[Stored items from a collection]
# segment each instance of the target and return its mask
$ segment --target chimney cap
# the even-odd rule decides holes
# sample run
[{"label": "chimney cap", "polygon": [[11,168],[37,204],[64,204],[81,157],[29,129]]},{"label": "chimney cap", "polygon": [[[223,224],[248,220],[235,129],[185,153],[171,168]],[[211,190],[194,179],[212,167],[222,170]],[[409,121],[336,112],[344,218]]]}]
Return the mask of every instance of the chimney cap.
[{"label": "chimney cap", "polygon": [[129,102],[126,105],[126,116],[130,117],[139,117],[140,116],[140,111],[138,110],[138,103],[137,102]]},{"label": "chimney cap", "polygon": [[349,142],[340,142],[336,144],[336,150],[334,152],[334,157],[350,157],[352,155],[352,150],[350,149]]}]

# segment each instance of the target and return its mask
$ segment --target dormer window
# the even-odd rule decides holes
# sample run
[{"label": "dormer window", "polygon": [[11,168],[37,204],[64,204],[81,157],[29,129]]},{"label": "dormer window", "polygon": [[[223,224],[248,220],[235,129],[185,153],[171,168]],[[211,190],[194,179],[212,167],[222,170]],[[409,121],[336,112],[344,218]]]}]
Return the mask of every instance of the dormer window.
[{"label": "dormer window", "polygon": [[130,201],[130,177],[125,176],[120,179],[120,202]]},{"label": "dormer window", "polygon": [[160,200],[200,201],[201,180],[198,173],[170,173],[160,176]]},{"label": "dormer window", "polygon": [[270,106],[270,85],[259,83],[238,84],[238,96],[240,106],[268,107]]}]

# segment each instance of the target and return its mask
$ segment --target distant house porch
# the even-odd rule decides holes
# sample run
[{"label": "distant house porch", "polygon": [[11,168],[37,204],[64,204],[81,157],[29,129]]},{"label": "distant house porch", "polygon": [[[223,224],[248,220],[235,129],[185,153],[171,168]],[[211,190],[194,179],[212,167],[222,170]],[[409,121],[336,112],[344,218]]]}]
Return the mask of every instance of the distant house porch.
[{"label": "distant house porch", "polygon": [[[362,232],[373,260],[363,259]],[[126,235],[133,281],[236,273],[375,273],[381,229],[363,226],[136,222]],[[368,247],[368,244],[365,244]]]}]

...

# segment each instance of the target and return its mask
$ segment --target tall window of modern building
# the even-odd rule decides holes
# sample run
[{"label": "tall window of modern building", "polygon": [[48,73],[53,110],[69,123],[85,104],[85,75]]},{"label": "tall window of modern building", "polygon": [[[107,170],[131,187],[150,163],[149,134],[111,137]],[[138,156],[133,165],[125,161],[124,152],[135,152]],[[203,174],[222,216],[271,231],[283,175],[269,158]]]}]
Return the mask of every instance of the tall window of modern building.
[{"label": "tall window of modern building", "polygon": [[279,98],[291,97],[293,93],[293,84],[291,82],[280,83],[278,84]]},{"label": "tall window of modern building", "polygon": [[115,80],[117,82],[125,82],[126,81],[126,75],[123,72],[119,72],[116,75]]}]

Required work.
Pull out each line of the records above that contains the word "building", and copy those lines.

Written answer.
$ segment --target tall window of modern building
[{"label": "tall window of modern building", "polygon": [[48,73],[53,110],[69,123],[85,104],[85,75]]},{"label": "tall window of modern building", "polygon": [[[107,170],[131,187],[150,163],[149,134],[111,137]],[[138,156],[133,165],[125,161],[124,152],[135,152]],[[203,174],[222,216],[271,231],[283,175],[269,158]]]}]
Return the mask of every instance of the tall window of modern building.
[{"label": "tall window of modern building", "polygon": [[279,98],[291,97],[293,93],[293,84],[291,82],[280,83],[278,84]]},{"label": "tall window of modern building", "polygon": [[115,80],[117,82],[125,82],[126,81],[126,75],[123,72],[119,72],[116,75]]}]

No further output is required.